:: Problem to solve ::
Copy out every line of the rows below word for word, leaving out the pictures.

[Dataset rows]
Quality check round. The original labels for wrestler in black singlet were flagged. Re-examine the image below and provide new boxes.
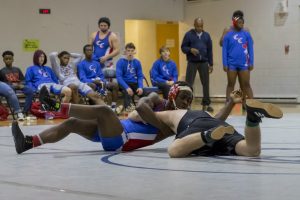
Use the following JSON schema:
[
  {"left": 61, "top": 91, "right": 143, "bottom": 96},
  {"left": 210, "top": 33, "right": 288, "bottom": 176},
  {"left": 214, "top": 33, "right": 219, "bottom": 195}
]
[{"left": 176, "top": 110, "right": 244, "bottom": 156}]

:: Solution to the problem ::
Quality check round. The original labels for wrestler in black singlet were flagged. Re-examine the image below and provide new boxes.
Use the following JSON schema:
[
  {"left": 61, "top": 91, "right": 143, "bottom": 96},
  {"left": 210, "top": 33, "right": 288, "bottom": 176},
  {"left": 214, "top": 33, "right": 219, "bottom": 195}
]
[{"left": 176, "top": 110, "right": 244, "bottom": 156}]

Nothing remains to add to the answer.